EXERCISE TASK :: Begin at the line that has "-- sample [1,585]." and stop after the last line of the entries. Rewrite every line in that span, requests included, shifting each coordinate in the answers up by 78.

Saved entries ::
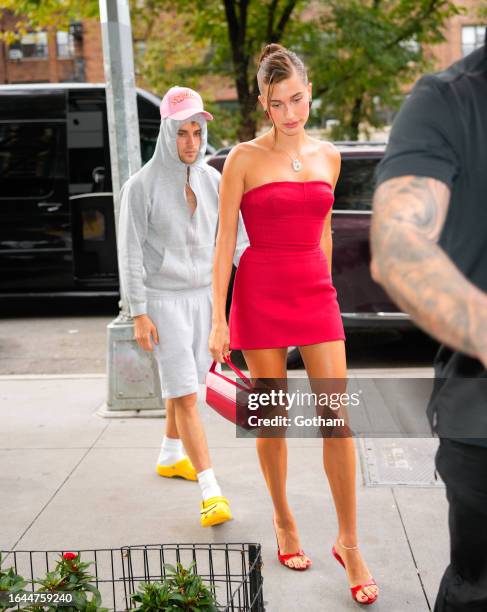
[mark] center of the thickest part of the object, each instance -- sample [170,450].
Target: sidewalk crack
[411,549]
[90,448]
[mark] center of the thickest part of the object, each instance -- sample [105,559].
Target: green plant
[10,581]
[70,576]
[182,589]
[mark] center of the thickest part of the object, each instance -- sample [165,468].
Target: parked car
[57,230]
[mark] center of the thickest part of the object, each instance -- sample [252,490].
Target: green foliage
[361,55]
[70,576]
[182,589]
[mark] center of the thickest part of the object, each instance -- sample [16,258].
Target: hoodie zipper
[191,240]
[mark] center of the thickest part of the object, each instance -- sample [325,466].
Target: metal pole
[133,381]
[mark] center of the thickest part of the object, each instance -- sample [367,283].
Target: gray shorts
[183,322]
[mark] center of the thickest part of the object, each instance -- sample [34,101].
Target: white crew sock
[171,451]
[208,483]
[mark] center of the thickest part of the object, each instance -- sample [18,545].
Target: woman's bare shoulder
[246,152]
[326,147]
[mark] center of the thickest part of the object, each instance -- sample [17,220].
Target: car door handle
[51,206]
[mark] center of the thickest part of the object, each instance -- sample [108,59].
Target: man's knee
[186,402]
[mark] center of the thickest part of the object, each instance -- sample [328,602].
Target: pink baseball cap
[181,103]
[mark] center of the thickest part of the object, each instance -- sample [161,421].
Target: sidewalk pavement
[70,479]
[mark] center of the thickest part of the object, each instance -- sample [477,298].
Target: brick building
[50,56]
[76,55]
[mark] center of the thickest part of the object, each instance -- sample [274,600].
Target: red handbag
[227,396]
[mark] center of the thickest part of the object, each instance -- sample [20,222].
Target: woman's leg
[272,452]
[327,361]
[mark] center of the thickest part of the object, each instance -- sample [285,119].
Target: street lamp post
[133,380]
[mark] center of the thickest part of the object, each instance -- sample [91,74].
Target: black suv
[57,231]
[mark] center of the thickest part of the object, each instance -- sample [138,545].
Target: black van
[57,231]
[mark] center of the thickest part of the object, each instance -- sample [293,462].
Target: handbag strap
[234,368]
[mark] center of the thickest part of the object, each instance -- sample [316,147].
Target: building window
[32,45]
[472,38]
[65,45]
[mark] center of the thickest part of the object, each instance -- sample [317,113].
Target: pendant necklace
[296,164]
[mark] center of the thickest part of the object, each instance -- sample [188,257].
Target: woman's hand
[219,342]
[144,331]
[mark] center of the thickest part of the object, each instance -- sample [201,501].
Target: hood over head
[166,151]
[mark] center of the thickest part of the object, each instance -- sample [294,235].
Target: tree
[237,31]
[363,53]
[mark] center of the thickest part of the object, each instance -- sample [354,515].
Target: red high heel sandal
[283,558]
[359,587]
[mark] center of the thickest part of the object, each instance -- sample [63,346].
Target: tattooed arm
[409,213]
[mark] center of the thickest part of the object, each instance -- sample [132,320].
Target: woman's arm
[231,191]
[332,161]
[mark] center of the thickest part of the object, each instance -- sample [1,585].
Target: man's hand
[219,342]
[144,329]
[409,213]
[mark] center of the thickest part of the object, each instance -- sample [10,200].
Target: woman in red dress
[283,295]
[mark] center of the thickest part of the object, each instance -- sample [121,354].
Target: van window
[32,156]
[355,187]
[88,149]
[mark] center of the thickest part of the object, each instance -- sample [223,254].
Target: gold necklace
[296,164]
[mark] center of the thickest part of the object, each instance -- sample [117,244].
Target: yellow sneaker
[214,511]
[182,468]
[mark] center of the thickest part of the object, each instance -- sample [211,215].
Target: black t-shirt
[441,132]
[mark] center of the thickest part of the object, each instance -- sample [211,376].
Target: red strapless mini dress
[283,293]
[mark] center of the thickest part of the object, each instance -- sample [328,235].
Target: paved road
[70,338]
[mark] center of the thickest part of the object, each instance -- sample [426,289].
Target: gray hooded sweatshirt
[162,246]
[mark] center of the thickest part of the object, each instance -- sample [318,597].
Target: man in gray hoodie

OUTPUT OF THE EXERCISE ::
[mark] center of the thickest part of the object, each instance -- sample [1,585].
Target: man's hand
[297,420]
[222,407]
[487,291]
[mark] center of the thickest part of the object, each instance -- sample [10,200].
Target: woman in red dress
[361,373]
[mark] center of the thickest part of the object, each instance -- sample [121,354].
Target: van window
[110,234]
[433,265]
[166,227]
[mark] center of the thickest part of the object, each instance -- sample [223,254].
Target: gold necklace
[374,242]
[mark] center of the thickest part of the object, each instance -- sample [117,244].
Target: yellow sneaker
[292,589]
[260,546]
[mark] center of the thickest part of the object, each instance -- sample [211,215].
Target: black t-shirt
[519,210]
[mark] center of the thickest part of the object, each instance -- sample [211,376].
Target: red strapless mini dress
[361,371]
[mark] center of the thickest part of the object, each instance -- sample [328,235].
Target: paved road
[148,416]
[mark] center of the thickest part of the object, each instance -- sample [426,289].
Target: gray hooded sweatshirt
[240,324]
[mark] center of the thickest part of the object, each instance -- sample [318,597].
Target: man in gray hoodie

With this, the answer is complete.